[Records from a data collection]
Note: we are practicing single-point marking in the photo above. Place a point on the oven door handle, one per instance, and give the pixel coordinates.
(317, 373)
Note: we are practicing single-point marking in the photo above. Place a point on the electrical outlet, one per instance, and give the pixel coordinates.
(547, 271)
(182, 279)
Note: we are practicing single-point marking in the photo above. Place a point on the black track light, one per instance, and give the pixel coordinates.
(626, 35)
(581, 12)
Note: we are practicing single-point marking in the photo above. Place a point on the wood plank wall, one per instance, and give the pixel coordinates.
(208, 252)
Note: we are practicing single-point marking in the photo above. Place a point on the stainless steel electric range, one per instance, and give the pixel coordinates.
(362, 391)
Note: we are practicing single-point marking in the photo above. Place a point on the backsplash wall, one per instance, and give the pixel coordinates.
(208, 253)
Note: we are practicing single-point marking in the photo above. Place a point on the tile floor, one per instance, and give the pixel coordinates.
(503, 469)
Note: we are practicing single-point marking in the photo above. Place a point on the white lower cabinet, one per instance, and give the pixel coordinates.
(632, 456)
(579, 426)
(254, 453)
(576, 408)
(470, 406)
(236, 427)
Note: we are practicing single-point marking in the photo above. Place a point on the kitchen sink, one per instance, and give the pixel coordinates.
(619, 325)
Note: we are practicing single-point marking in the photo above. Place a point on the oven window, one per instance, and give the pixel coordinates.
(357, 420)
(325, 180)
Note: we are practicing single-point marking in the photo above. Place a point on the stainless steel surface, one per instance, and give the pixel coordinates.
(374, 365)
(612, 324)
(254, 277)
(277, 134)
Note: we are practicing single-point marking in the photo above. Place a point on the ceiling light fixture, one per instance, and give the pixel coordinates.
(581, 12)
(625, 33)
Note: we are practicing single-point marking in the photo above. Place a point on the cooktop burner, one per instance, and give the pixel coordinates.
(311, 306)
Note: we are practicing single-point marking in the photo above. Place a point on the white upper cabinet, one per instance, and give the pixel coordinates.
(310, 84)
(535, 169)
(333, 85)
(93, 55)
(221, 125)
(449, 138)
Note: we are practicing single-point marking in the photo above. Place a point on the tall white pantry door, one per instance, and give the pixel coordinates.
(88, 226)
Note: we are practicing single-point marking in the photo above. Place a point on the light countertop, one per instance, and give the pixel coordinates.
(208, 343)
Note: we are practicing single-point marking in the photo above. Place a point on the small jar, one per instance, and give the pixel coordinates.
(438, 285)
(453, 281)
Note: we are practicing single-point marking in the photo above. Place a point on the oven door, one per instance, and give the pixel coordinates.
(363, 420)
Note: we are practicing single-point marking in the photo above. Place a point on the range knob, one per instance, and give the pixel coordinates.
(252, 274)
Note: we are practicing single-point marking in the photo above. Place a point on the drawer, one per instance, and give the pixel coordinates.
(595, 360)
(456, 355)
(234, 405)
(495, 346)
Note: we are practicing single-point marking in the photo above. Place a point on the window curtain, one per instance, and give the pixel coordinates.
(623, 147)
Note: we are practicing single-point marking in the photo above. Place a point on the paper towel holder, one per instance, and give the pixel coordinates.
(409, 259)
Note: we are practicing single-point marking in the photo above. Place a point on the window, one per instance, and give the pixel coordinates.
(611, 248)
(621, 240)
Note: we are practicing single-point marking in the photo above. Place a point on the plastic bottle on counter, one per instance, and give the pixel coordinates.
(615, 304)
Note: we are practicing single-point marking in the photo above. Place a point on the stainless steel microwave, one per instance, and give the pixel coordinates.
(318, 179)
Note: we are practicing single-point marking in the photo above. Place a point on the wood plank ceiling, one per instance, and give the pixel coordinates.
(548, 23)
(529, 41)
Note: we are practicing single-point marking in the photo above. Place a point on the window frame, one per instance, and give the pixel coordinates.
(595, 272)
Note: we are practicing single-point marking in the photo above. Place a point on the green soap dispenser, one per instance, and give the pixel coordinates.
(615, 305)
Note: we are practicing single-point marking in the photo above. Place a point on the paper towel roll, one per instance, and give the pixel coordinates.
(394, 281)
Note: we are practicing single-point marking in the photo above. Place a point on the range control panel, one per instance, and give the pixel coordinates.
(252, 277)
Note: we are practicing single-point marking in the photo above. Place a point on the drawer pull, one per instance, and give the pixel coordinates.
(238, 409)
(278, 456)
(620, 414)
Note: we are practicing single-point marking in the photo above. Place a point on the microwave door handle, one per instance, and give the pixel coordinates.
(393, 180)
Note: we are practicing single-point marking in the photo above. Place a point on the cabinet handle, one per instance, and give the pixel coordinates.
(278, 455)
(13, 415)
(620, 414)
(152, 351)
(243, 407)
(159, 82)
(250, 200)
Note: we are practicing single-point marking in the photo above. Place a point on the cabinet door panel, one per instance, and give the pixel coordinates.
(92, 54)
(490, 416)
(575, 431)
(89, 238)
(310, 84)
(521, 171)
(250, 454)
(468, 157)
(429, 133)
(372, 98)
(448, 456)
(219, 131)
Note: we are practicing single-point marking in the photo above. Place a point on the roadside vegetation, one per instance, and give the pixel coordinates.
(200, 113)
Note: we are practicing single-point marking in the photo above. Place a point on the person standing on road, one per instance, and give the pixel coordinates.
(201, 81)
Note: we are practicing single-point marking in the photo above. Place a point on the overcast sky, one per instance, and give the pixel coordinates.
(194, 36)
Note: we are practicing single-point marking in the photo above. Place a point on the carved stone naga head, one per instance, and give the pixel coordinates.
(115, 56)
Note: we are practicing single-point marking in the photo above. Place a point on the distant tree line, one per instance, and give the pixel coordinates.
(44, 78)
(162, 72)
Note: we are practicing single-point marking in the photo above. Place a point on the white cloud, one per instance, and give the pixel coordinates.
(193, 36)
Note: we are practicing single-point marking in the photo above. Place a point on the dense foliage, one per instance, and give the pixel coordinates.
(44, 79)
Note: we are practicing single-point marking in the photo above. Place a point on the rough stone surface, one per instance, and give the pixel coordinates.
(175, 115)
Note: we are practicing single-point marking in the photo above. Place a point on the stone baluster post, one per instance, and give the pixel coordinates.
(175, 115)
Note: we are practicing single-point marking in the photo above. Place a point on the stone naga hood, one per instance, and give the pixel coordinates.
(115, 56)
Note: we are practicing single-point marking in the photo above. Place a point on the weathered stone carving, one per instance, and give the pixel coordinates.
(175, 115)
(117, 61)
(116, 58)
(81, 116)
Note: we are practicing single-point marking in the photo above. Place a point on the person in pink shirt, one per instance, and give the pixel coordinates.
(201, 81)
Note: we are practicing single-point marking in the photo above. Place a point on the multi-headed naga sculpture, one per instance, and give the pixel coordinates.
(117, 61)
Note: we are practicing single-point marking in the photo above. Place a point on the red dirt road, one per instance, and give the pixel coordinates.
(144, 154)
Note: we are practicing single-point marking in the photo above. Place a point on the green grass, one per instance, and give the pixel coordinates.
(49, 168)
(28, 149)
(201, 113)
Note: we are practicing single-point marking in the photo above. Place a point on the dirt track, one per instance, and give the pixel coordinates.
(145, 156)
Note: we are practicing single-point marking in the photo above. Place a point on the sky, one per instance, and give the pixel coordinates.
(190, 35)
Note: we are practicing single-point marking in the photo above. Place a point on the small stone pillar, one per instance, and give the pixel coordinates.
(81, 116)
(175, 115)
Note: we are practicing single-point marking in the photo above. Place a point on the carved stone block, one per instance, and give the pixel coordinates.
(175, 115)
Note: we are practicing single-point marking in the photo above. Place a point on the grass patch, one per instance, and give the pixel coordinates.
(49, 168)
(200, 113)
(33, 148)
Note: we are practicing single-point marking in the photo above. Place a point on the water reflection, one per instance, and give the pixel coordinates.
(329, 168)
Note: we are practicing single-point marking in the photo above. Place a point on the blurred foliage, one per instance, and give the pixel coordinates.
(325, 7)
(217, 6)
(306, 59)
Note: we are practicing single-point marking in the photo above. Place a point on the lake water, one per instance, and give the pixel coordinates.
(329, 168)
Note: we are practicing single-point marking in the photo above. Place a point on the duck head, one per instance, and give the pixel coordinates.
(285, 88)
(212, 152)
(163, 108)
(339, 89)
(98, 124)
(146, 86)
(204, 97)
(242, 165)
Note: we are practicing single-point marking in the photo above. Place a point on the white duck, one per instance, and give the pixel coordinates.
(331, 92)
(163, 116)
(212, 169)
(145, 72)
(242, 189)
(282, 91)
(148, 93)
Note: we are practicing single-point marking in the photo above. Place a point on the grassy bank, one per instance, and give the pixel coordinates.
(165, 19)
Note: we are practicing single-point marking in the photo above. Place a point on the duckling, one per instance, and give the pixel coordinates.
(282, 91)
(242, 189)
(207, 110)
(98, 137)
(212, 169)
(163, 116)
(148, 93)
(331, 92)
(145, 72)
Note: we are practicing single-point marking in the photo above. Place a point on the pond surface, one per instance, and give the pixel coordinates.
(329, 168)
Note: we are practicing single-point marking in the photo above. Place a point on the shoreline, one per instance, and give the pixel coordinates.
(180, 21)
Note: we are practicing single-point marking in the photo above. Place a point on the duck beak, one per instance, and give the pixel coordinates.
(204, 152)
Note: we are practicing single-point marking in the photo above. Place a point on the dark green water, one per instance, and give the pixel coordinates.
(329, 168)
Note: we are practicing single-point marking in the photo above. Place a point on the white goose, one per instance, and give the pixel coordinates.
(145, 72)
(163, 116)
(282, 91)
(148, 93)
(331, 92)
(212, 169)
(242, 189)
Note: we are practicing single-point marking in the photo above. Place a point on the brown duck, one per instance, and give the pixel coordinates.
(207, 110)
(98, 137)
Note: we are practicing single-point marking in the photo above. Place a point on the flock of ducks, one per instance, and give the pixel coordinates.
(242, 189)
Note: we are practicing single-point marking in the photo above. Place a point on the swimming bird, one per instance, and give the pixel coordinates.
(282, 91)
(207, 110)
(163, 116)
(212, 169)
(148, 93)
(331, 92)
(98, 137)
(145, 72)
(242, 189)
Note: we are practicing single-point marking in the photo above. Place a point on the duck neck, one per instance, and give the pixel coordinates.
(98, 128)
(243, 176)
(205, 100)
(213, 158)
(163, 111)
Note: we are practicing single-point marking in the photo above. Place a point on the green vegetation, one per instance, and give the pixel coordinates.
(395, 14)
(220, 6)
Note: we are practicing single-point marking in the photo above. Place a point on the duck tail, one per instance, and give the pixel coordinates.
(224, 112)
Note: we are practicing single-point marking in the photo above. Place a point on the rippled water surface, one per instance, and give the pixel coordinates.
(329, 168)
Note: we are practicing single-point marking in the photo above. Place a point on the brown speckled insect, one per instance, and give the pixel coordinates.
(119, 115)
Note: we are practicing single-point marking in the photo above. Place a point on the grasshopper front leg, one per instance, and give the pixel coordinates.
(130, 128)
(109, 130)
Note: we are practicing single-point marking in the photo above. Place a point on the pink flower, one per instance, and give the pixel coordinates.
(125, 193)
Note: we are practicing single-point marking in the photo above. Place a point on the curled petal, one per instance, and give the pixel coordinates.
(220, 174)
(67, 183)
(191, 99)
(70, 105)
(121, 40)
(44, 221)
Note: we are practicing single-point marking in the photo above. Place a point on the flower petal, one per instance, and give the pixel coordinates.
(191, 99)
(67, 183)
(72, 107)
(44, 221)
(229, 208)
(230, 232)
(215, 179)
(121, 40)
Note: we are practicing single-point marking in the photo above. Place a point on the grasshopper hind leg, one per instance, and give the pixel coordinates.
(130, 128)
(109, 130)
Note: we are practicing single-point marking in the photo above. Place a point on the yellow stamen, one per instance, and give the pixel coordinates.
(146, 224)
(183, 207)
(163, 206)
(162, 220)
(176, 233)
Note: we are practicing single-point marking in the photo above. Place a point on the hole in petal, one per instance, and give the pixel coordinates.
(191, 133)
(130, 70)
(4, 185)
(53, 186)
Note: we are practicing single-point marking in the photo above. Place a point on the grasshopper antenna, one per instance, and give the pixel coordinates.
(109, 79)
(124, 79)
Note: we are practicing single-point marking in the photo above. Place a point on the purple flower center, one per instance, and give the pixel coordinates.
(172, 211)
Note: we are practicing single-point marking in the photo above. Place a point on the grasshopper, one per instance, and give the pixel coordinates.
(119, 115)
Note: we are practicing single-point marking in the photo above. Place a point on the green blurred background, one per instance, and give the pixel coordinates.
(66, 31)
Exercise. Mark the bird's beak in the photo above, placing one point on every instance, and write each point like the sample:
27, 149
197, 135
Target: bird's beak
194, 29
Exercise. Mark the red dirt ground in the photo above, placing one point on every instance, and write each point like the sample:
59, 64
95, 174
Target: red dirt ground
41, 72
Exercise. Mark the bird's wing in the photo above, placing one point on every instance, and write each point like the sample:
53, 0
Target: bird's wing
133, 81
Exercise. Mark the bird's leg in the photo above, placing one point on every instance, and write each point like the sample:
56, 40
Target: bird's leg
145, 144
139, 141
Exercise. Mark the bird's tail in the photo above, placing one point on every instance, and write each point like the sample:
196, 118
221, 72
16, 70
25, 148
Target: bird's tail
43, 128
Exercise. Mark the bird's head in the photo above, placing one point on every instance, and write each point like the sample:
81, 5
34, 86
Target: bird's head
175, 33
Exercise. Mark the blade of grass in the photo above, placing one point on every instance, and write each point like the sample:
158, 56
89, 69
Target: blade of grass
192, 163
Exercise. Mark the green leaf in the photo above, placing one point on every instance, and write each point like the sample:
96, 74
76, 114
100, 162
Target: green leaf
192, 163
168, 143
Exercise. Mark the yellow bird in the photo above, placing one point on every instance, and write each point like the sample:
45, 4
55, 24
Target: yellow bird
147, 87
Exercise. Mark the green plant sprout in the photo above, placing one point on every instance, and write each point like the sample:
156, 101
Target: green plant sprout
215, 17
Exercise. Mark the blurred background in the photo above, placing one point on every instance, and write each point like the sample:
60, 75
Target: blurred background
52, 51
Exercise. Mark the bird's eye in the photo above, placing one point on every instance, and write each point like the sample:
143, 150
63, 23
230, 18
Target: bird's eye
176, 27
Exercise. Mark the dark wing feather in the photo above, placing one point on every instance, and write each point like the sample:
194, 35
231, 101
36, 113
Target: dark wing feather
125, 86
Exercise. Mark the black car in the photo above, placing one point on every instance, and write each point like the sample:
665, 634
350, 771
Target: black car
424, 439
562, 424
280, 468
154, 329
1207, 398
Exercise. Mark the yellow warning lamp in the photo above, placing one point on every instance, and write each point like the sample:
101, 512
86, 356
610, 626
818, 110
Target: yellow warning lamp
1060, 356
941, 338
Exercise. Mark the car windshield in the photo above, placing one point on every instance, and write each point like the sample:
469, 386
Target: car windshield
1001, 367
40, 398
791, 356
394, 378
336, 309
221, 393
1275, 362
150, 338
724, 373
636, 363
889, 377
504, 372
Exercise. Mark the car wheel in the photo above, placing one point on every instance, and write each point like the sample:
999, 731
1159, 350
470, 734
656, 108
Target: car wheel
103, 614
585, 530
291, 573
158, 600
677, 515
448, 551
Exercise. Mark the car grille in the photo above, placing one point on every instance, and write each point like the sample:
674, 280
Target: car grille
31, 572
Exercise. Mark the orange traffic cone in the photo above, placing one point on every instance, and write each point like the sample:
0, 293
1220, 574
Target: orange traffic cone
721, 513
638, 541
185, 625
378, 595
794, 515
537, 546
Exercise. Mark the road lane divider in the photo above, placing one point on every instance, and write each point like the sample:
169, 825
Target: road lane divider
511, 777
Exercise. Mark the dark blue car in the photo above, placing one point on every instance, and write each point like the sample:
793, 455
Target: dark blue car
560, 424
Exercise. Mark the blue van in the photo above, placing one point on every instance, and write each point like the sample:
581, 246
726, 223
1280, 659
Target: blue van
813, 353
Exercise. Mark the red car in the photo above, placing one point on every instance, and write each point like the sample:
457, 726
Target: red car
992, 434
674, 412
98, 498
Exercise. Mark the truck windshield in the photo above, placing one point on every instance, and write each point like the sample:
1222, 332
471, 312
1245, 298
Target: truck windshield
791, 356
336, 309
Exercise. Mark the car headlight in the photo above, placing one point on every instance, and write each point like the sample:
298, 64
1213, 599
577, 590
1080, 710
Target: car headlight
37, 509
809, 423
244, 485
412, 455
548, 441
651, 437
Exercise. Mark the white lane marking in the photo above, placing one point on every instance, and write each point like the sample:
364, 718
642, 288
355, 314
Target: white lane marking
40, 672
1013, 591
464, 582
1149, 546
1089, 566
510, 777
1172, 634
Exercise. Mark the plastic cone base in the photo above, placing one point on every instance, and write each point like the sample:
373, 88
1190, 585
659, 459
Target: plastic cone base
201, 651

### Direction
Begin at the line containing "Exercise. Mark the red car" and reproduce each line through the end of the records above.

### Written answer
Exercise. Mark the red car in the photo above, placing one point on every instance, and write each point like the sample:
457, 726
Target: red car
992, 434
674, 412
98, 498
Exercise. Mark the truck windshield in the photo above, placing one point on every instance, and write each point like the sample:
1222, 332
471, 312
1245, 298
Target: truck windshield
791, 356
336, 309
Exercise. Mark the car headlight in the photo above, placing one point on every instance, and write each point like the sample:
298, 64
1213, 599
577, 590
1080, 710
Target: car headlight
37, 509
809, 423
244, 485
412, 455
548, 441
651, 437
Exercise. Mark the white lane marking in the photo above, placing one point on every instance, and write each point like the sample:
364, 718
642, 288
355, 314
Target: white lane marking
40, 672
1013, 591
464, 582
1149, 546
1089, 566
510, 777
1172, 634
Exercise. Mark the plastic cone base in the photo above, placing one point on every instance, and write each point like the sample:
373, 88
1190, 585
659, 459
Target: plastic cone base
201, 651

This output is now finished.